Aim of the task: Pick out each line in the rows below that contains the string "plastic" and copy those lines.
● ● ● ● ● ● ●
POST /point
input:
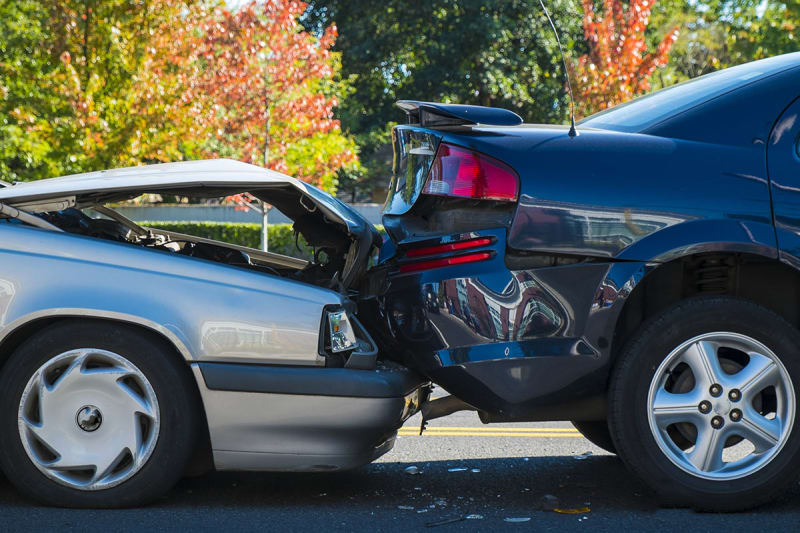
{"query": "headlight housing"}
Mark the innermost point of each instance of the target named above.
(342, 337)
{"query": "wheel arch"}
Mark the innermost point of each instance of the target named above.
(758, 278)
(21, 330)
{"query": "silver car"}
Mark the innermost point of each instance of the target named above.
(129, 355)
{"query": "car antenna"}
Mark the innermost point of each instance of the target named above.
(572, 131)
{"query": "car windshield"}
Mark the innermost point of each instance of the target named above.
(641, 113)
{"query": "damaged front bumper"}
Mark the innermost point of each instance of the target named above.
(279, 418)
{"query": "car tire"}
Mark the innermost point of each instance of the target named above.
(661, 381)
(596, 432)
(135, 423)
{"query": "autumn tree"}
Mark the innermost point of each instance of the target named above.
(258, 88)
(619, 64)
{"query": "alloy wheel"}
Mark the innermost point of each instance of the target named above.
(88, 419)
(721, 406)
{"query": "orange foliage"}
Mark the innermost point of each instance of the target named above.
(258, 86)
(617, 67)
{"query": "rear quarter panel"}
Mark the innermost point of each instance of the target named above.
(210, 311)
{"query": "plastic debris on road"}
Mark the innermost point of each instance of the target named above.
(579, 510)
(548, 502)
(445, 521)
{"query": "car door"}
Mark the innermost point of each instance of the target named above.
(783, 159)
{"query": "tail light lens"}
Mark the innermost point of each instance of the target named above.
(449, 247)
(463, 173)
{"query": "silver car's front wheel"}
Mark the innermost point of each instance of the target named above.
(96, 414)
(89, 419)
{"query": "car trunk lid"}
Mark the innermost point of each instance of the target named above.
(319, 217)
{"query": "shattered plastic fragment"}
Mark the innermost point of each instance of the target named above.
(445, 521)
(548, 502)
(579, 510)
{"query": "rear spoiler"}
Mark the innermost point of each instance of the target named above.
(434, 114)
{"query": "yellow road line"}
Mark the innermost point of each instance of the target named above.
(534, 434)
(496, 428)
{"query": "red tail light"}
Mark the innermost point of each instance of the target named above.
(449, 247)
(462, 173)
(447, 261)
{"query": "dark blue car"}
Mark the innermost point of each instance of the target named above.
(639, 279)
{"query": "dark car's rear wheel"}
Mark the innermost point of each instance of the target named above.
(596, 432)
(94, 416)
(704, 404)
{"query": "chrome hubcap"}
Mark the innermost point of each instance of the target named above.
(721, 406)
(88, 419)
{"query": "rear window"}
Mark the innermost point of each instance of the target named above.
(646, 111)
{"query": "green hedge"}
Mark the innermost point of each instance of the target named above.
(281, 236)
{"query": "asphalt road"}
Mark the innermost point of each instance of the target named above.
(494, 473)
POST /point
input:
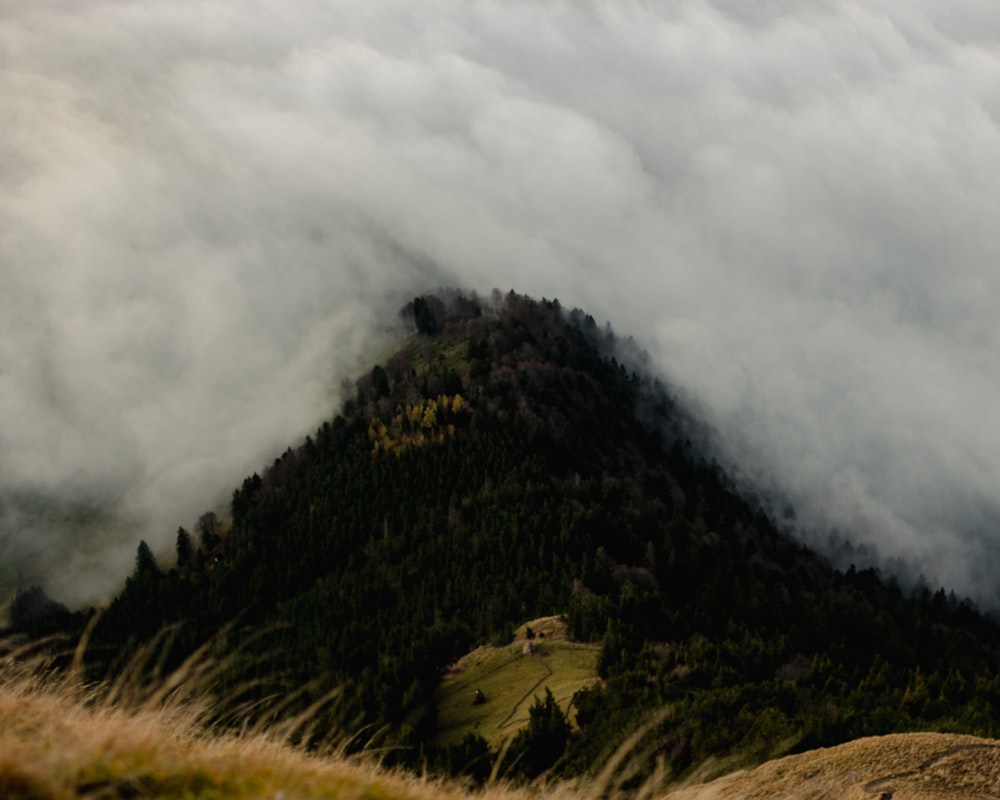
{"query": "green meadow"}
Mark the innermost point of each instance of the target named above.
● ● ● ● ● ● ●
In response:
{"query": "plastic debris on road"}
{"query": "shattered plastic fragment"}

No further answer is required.